INFORMATION SHOWN
__________

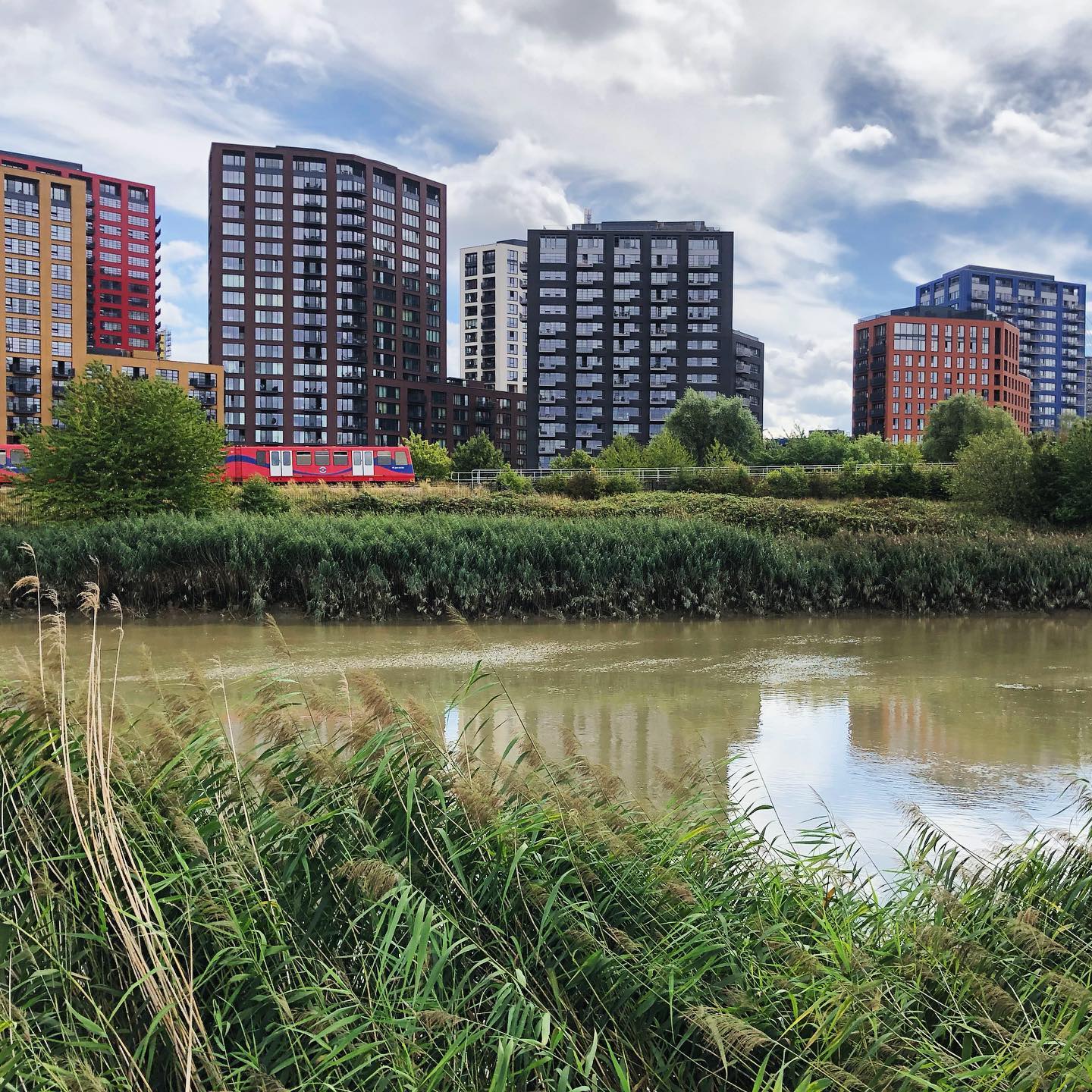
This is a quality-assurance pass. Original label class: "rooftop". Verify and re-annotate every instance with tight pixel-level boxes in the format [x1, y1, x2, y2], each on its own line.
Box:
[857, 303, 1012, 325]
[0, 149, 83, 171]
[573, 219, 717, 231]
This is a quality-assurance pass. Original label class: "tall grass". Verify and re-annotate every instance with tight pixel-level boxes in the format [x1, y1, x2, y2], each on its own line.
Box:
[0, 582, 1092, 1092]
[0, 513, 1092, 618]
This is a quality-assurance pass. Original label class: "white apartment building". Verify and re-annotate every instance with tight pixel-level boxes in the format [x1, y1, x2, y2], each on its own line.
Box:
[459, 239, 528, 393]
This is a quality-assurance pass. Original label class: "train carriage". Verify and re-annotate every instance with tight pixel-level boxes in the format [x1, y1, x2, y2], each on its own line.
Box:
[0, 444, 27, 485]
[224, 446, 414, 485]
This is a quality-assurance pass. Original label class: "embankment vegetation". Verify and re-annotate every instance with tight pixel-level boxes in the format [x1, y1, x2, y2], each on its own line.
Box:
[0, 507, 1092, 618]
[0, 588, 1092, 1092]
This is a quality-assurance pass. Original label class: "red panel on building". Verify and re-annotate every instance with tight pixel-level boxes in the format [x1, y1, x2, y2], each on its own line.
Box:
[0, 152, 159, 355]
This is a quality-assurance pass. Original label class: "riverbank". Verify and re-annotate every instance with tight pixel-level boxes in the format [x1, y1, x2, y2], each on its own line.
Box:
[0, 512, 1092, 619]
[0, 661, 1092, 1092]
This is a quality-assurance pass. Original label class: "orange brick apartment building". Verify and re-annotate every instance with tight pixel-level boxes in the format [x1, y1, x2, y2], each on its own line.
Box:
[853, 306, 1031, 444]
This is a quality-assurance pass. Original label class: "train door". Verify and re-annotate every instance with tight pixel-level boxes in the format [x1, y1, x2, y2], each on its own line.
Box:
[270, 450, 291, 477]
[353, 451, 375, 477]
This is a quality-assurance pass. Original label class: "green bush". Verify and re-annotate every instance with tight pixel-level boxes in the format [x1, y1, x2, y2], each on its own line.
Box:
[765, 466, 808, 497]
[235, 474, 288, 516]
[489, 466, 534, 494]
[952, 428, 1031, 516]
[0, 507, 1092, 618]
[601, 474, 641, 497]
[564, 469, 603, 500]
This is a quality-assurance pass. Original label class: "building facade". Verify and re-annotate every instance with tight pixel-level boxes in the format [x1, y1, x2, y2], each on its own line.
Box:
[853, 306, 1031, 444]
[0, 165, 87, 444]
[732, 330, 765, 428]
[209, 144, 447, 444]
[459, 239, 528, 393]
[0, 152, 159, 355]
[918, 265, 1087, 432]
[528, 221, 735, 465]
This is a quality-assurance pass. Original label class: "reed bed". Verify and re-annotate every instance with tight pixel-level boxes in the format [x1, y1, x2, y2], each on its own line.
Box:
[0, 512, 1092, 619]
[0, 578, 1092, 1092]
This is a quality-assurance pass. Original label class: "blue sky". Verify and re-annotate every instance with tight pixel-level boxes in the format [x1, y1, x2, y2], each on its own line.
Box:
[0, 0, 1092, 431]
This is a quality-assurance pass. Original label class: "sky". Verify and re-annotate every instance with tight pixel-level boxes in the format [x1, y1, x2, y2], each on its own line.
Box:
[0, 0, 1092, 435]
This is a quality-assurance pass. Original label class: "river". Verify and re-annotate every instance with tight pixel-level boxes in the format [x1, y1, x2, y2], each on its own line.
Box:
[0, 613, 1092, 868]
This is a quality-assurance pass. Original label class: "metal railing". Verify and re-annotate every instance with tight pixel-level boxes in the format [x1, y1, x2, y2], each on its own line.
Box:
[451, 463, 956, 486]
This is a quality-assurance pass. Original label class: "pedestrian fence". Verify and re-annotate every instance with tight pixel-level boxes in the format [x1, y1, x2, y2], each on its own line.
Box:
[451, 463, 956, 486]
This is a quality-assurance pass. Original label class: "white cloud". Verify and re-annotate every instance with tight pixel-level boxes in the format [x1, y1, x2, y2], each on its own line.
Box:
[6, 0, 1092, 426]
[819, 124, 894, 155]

__________

REQUIREMENTS
How many of the lines above contain the string "building", with case counting? Reply with the number alone.

ANSWER TO THE PROBLEM
4